──────── Information given

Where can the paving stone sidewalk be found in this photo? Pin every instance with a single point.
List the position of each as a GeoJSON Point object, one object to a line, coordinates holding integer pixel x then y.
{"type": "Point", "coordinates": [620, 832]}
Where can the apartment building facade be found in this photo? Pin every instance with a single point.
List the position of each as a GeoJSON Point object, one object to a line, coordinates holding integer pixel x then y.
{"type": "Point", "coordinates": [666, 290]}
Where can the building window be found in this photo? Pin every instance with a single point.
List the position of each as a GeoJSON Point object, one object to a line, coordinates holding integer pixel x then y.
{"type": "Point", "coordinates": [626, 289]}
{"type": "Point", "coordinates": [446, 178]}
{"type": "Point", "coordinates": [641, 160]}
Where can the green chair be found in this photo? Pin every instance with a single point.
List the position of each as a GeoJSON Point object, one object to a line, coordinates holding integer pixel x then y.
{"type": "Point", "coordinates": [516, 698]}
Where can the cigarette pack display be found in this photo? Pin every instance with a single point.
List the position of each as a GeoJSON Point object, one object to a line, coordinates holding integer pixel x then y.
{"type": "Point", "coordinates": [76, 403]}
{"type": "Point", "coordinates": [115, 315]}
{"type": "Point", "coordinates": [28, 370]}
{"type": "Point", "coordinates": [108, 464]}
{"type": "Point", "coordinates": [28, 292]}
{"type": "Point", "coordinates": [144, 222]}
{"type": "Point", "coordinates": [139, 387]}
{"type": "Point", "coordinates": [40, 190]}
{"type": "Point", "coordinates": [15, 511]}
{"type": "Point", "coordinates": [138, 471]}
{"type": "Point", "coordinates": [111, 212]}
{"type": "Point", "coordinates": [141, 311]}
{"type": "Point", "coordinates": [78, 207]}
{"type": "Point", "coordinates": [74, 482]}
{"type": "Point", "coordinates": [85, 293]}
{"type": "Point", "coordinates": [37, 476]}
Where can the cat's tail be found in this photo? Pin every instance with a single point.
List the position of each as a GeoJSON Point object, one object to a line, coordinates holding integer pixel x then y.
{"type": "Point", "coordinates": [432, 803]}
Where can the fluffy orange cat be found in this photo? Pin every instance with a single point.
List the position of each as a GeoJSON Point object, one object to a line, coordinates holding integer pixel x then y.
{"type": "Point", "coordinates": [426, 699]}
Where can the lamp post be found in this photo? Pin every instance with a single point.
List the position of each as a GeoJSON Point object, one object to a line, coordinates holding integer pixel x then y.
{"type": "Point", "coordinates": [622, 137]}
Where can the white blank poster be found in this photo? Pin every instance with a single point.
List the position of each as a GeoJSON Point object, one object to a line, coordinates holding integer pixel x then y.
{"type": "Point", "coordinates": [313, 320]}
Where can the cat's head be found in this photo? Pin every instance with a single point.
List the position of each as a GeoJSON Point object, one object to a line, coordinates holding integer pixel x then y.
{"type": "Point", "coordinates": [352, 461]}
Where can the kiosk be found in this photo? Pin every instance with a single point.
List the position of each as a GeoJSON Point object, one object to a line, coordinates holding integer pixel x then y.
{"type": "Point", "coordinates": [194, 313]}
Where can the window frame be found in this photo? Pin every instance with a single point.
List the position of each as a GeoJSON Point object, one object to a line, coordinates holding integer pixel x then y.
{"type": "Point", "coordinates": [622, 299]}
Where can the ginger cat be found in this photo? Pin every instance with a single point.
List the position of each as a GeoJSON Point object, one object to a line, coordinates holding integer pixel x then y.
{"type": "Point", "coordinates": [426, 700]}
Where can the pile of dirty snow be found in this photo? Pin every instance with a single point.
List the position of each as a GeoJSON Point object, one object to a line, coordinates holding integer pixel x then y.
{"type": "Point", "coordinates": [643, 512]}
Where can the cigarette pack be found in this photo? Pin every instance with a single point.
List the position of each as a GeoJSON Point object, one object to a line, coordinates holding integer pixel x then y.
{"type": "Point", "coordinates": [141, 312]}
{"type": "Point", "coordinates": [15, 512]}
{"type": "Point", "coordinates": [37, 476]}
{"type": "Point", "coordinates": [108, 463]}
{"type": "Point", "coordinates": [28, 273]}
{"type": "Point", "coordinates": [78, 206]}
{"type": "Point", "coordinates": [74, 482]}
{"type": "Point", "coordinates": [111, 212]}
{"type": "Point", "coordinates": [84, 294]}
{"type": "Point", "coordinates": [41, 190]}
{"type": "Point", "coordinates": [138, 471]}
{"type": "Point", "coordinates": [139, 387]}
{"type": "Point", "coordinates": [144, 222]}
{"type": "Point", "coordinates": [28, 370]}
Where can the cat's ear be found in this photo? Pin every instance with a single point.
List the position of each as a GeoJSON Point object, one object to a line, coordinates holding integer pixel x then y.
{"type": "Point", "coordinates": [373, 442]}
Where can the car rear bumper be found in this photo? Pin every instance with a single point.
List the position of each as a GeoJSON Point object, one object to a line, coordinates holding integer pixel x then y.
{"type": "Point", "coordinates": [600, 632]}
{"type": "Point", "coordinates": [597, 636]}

────────────────

Using the material above, reproduce exactly the line that contains "Where can the cat's ear" and all lines after it through the last one, and only those.

* Full answer
Where can the cat's ear be found in this photo? Pin every instance with a single point.
List the position of each as a GeoJSON Point object, one object to a line, coordinates holding integer pixel x then y.
{"type": "Point", "coordinates": [373, 442]}
Where can the car rear bumper be found in this photo? Pin every instance with a single point.
List the position of each as a GeoJSON Point object, one object to a line, coordinates holding integer pixel x then y.
{"type": "Point", "coordinates": [600, 632]}
{"type": "Point", "coordinates": [597, 636]}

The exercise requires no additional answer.